━━━ Data extract ━━━

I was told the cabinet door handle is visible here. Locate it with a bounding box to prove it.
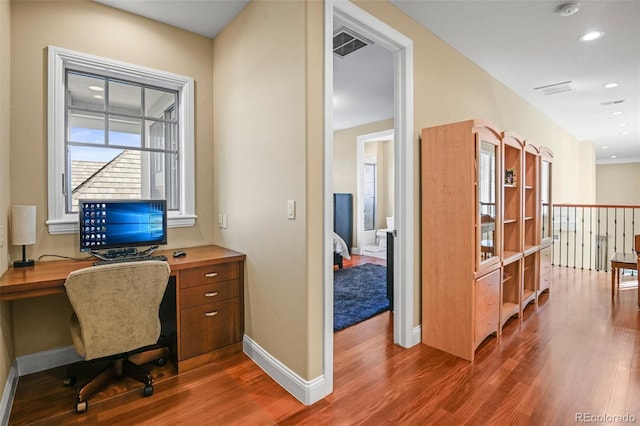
[204,272,219,278]
[204,291,219,297]
[205,310,219,317]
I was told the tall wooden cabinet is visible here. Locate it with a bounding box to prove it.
[421,119,502,361]
[421,119,554,361]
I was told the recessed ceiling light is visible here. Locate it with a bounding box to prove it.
[611,111,623,115]
[601,146,608,150]
[603,82,619,89]
[93,94,103,99]
[620,131,629,135]
[611,155,617,159]
[618,123,627,127]
[88,85,104,92]
[580,31,604,41]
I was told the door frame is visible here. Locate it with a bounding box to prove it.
[356,129,395,253]
[322,0,415,400]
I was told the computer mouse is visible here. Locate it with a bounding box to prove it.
[172,251,186,258]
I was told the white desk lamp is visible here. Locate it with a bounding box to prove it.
[11,205,36,268]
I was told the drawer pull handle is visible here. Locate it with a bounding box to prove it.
[205,310,219,317]
[204,291,219,297]
[204,272,219,278]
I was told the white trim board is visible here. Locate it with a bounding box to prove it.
[0,365,18,426]
[243,336,326,406]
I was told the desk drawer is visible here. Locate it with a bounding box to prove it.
[180,262,240,288]
[180,298,241,360]
[181,279,240,308]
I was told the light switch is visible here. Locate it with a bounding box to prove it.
[222,214,227,229]
[287,200,296,220]
[218,214,223,228]
[0,224,4,247]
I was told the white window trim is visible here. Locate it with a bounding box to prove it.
[46,46,196,235]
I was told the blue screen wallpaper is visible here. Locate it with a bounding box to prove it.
[79,200,166,251]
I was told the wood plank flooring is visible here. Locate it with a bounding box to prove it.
[9,264,640,425]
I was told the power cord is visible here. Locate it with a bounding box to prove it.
[36,254,94,262]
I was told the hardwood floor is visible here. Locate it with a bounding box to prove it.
[9,266,640,425]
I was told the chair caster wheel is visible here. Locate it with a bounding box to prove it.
[156,356,167,367]
[76,400,88,413]
[143,384,153,397]
[63,376,76,387]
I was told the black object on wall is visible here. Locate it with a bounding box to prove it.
[333,193,353,269]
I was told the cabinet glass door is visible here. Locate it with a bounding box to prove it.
[541,159,551,241]
[478,140,497,262]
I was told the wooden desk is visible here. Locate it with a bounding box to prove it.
[0,245,246,372]
[610,252,638,304]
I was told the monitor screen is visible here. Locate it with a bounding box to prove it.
[79,199,167,252]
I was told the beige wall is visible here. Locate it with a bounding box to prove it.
[9,0,214,355]
[1,0,14,403]
[596,163,640,205]
[213,0,324,379]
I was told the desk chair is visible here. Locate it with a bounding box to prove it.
[63,260,171,413]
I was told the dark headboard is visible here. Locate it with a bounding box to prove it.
[333,193,353,254]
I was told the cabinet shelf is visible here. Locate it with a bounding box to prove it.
[504,218,518,224]
[501,302,519,324]
[524,216,534,221]
[504,184,517,189]
[524,185,534,190]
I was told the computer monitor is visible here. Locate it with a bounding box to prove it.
[79,199,167,253]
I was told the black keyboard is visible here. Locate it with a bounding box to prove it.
[93,254,168,266]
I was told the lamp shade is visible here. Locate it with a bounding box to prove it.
[11,205,36,246]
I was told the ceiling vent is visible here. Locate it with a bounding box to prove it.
[534,81,576,96]
[333,27,371,58]
[600,99,625,106]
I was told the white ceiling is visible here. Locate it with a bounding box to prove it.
[96,0,640,164]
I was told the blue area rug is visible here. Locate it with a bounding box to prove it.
[334,263,389,331]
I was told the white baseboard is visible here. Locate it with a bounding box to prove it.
[0,364,18,426]
[243,335,328,406]
[15,346,81,377]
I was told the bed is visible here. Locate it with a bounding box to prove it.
[333,232,351,269]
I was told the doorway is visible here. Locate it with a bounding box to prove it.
[321,0,415,401]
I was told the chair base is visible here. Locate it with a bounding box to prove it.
[65,345,169,413]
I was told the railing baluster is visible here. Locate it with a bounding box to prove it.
[545,204,640,269]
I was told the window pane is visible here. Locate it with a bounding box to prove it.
[109,80,142,115]
[67,72,105,111]
[68,110,105,144]
[146,120,178,150]
[108,115,141,147]
[145,88,177,119]
[68,145,135,212]
[143,151,179,210]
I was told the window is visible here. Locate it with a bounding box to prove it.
[47,46,195,234]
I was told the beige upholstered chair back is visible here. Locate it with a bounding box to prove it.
[64,260,171,361]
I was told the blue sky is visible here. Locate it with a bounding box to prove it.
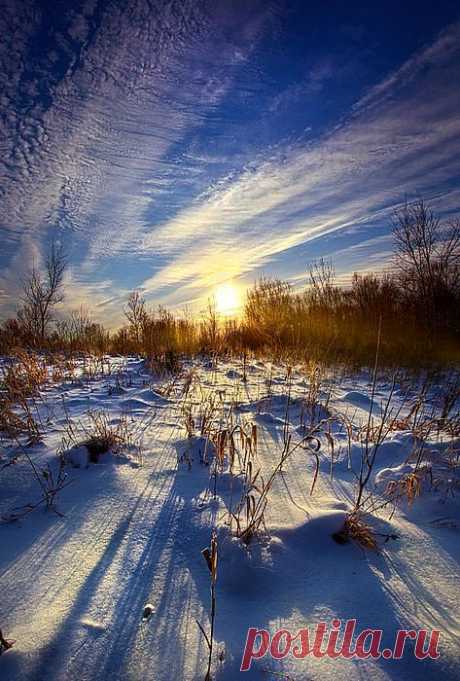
[1,0,460,325]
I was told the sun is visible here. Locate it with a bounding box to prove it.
[215,283,241,315]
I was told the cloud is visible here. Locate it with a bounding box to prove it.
[1,8,459,326]
[0,0,273,251]
[0,236,44,317]
[0,0,277,323]
[138,21,460,307]
[57,269,126,328]
[352,21,460,115]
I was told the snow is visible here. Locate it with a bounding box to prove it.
[0,355,459,680]
[68,445,90,469]
[375,462,413,483]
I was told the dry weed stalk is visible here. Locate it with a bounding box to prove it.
[230,457,267,543]
[300,360,329,427]
[231,426,322,544]
[1,350,48,399]
[353,322,409,511]
[197,530,218,681]
[333,513,378,549]
[0,351,48,443]
[1,441,71,522]
[0,397,41,443]
[209,420,257,496]
[385,469,429,506]
[62,408,142,464]
[282,365,293,446]
[439,372,460,422]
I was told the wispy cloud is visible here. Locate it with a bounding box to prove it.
[1,6,459,325]
[139,21,460,307]
[0,0,272,242]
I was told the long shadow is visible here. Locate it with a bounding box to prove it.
[29,513,134,681]
[24,444,214,681]
[94,457,216,680]
[94,448,439,681]
[0,459,134,617]
[213,524,457,681]
[105,435,457,681]
[26,459,172,681]
[21,436,458,681]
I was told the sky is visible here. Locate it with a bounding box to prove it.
[1,0,460,326]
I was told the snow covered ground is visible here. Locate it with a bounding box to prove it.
[0,356,459,681]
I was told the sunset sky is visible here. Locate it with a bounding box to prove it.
[1,0,460,325]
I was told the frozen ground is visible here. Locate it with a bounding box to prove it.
[0,356,459,680]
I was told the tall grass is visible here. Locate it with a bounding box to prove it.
[2,271,457,369]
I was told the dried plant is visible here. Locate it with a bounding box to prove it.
[0,351,47,443]
[230,457,267,544]
[197,530,218,681]
[332,513,378,550]
[231,427,322,544]
[0,397,41,443]
[439,372,460,422]
[353,323,407,511]
[1,444,71,523]
[1,350,47,400]
[384,469,430,506]
[61,409,142,464]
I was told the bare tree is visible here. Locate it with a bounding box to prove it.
[200,297,220,354]
[19,243,67,345]
[56,307,93,351]
[124,291,147,345]
[392,200,460,331]
[307,258,341,310]
[350,272,399,322]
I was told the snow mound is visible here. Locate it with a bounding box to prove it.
[120,397,154,411]
[136,388,168,403]
[375,462,415,486]
[67,445,90,468]
[217,506,350,597]
[342,390,380,412]
[275,507,349,547]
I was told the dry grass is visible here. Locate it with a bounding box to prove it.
[146,350,182,377]
[0,400,40,443]
[385,470,428,506]
[1,443,71,523]
[0,351,47,443]
[197,529,218,681]
[176,365,333,545]
[62,409,142,464]
[332,513,378,550]
[1,350,48,399]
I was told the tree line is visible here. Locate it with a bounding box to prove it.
[1,200,459,367]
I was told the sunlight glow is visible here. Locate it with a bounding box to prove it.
[215,283,242,315]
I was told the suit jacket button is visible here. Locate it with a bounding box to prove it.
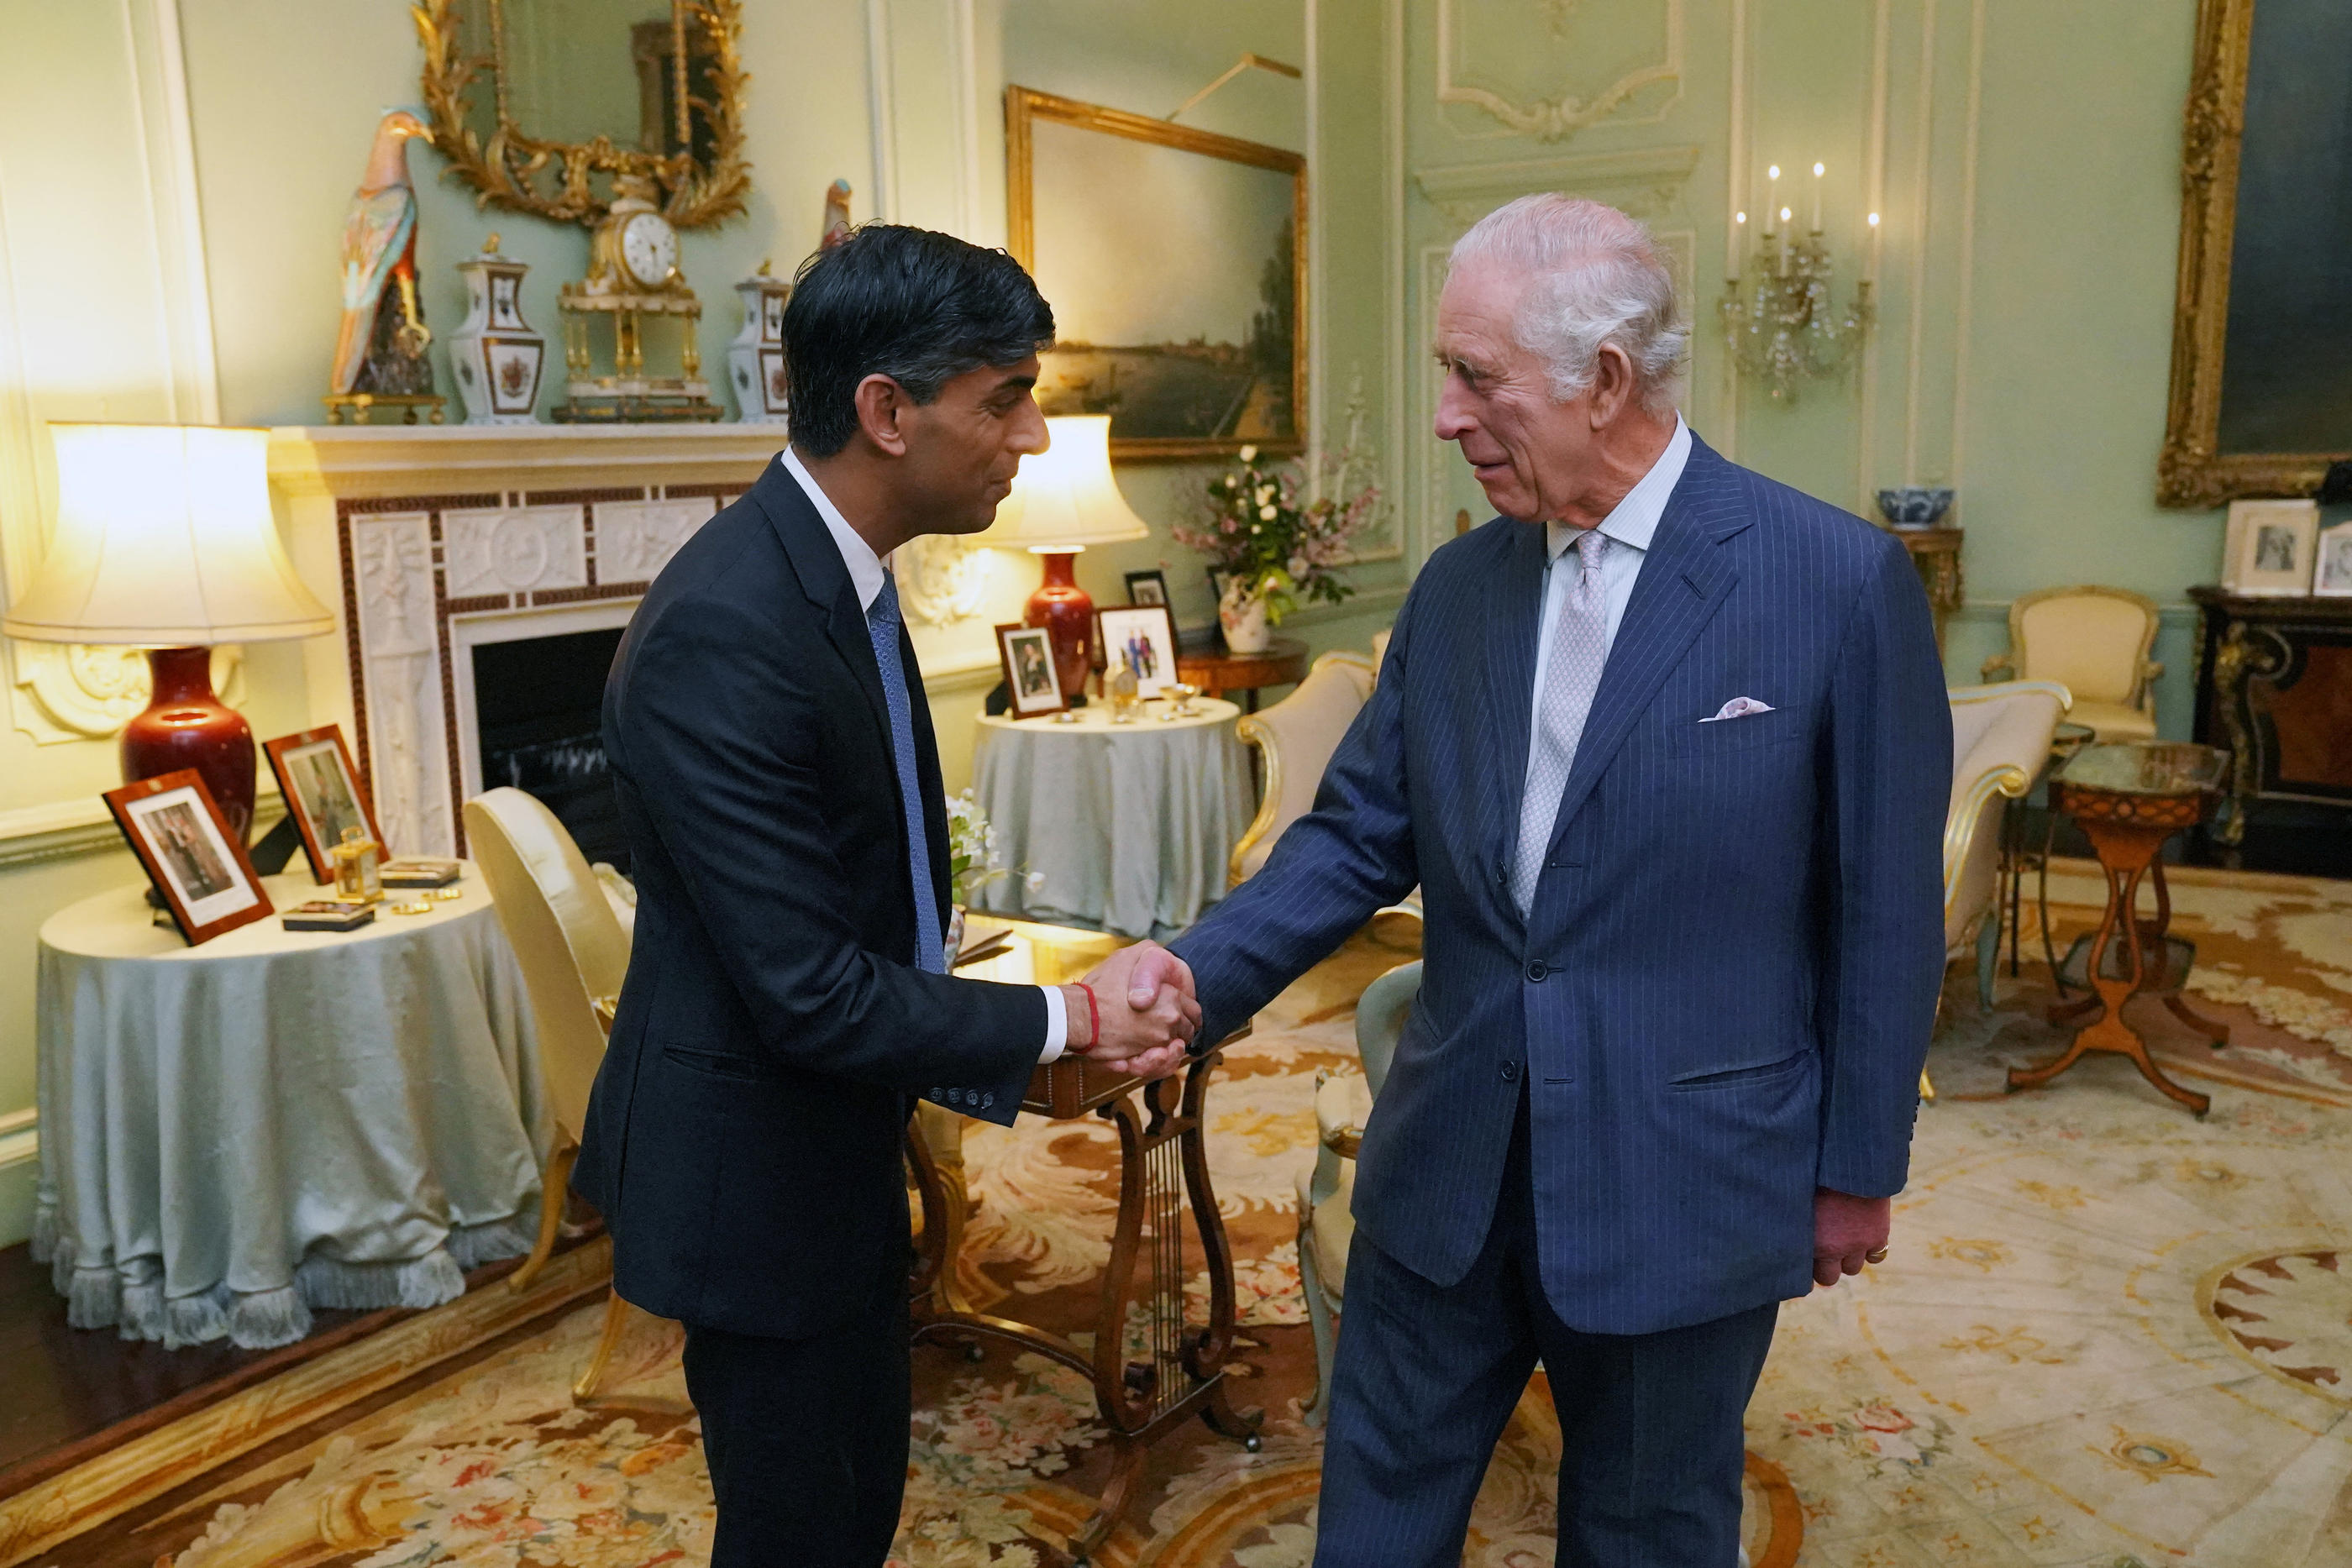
[982,1092,995,1109]
[1525,960,1549,982]
[1500,1062,1520,1082]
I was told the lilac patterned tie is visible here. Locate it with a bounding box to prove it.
[1512,527,1610,915]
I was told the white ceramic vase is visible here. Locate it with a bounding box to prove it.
[1219,583,1273,653]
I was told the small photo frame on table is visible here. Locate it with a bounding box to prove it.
[1097,602,1181,697]
[1123,569,1171,607]
[2315,521,2352,597]
[997,622,1068,717]
[104,770,273,945]
[263,725,383,883]
[2222,499,2318,595]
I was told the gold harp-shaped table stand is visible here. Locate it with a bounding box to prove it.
[906,1040,1263,1565]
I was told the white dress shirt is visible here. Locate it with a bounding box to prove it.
[780,449,1068,1062]
[1530,414,1691,694]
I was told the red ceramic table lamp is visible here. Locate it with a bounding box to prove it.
[3,425,335,844]
[983,415,1150,701]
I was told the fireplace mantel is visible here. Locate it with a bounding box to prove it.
[268,422,785,500]
[270,422,780,859]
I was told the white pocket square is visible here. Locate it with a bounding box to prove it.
[1699,697,1776,723]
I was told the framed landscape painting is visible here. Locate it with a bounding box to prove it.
[1007,86,1306,460]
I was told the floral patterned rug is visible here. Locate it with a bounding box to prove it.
[41,866,2352,1568]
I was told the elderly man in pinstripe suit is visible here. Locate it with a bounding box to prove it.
[1106,196,1950,1563]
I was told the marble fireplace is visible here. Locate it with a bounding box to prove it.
[268,426,783,859]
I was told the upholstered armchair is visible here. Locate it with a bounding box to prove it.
[1229,650,1378,885]
[1981,585,2159,742]
[464,786,636,1400]
[1928,681,2071,1099]
[1298,958,1417,1424]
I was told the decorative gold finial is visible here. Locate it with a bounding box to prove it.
[757,258,772,275]
[485,233,501,253]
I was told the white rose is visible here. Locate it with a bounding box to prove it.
[1238,444,1257,462]
[1259,504,1277,521]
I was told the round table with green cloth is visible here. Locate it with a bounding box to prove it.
[32,866,549,1350]
[969,696,1254,938]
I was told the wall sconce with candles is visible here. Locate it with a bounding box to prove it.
[1720,162,1877,402]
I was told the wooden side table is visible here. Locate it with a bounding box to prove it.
[1176,635,1308,713]
[906,919,1260,1562]
[1892,526,1964,656]
[2007,742,2232,1115]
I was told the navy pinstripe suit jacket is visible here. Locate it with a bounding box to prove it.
[1171,433,1950,1335]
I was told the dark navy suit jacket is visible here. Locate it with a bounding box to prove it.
[573,459,1040,1339]
[1172,434,1950,1335]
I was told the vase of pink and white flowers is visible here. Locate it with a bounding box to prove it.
[1174,443,1379,655]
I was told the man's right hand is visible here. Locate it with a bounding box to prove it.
[1063,941,1200,1078]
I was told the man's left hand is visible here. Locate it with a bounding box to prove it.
[1813,1188,1890,1288]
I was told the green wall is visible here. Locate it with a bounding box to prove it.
[0,0,2237,1249]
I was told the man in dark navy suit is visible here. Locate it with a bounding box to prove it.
[1116,196,1950,1563]
[573,226,1198,1568]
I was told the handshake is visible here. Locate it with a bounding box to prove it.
[1058,941,1200,1081]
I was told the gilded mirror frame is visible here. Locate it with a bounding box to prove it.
[2159,0,2349,508]
[412,0,751,229]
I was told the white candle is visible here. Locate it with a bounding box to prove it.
[1729,211,1746,281]
[1764,166,1780,238]
[1866,211,1882,285]
[1810,162,1825,233]
[1779,209,1793,274]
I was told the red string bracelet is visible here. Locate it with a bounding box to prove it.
[1078,982,1100,1051]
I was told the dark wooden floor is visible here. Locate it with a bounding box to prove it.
[0,1228,597,1497]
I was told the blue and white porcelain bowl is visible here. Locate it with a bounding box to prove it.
[1875,486,1955,528]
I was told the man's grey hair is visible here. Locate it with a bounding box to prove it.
[1448,194,1687,417]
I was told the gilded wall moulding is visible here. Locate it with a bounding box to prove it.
[10,642,243,747]
[1436,0,1683,144]
[895,534,991,628]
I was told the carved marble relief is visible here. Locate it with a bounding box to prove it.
[349,511,453,857]
[895,534,992,627]
[440,506,588,600]
[596,498,717,585]
[1436,0,1682,144]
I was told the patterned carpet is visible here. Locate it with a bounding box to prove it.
[36,864,2352,1567]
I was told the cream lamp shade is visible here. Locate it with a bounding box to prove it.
[984,415,1151,551]
[3,424,333,645]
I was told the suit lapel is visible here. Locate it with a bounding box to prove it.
[756,458,895,755]
[1481,519,1551,873]
[1541,439,1750,856]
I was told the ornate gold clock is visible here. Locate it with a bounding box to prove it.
[554,177,722,422]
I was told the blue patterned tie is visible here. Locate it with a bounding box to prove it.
[867,573,946,975]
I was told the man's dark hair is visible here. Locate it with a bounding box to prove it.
[783,225,1055,458]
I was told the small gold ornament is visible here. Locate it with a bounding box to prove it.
[330,825,385,904]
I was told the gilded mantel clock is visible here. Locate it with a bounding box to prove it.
[554,178,722,422]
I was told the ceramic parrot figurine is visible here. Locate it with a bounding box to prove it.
[331,108,436,396]
[821,178,854,249]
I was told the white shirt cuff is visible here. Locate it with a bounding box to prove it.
[1038,983,1067,1063]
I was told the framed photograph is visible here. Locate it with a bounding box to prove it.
[2223,499,2318,595]
[264,725,385,883]
[1007,85,1307,461]
[1124,568,1171,607]
[104,770,274,945]
[997,622,1068,717]
[1097,603,1181,698]
[2315,521,2352,597]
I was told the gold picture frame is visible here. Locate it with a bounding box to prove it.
[413,0,752,230]
[1006,86,1307,462]
[2158,0,2352,507]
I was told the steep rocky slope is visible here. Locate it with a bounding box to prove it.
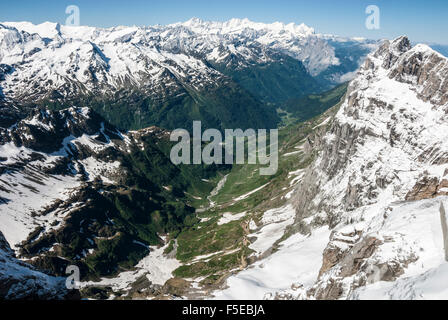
[284,36,448,299]
[292,36,448,225]
[0,231,70,299]
[211,37,448,300]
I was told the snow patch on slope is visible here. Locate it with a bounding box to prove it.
[81,240,180,291]
[213,227,330,300]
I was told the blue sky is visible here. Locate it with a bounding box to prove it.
[1,0,447,44]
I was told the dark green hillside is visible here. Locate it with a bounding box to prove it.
[213,54,321,103]
[39,82,279,132]
[283,82,348,122]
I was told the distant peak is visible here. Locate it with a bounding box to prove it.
[177,17,315,36]
[1,21,62,38]
[184,17,204,25]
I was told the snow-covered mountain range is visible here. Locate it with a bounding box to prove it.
[0,18,376,130]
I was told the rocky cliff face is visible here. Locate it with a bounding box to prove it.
[293,36,448,224]
[285,36,448,299]
[0,231,70,299]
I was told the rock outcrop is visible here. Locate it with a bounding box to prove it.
[0,231,69,299]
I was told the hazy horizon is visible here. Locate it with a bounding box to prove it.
[1,0,448,45]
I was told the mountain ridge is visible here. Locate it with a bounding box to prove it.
[0,18,377,130]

━━━

● Goal of the exercise: Only the line that contains "I was told the rocky" and the lines after it, through the end of the data above, are to be repeated exactly.

● Output:
I was told the rocky cliff face is visible here. Locate it with a bounding box to prove it.
[293,36,448,224]
[285,36,448,299]
[0,231,70,299]
I was told the rock outcrop is visible here. Locate it with a bounding box to prove it.
[0,231,69,299]
I was told the hazy horizon is visible here. Locate it with a bounding box to prove it.
[1,0,448,45]
I was told the mountain ridge is visible here. Locate it with a bounding box to prove it.
[0,18,377,130]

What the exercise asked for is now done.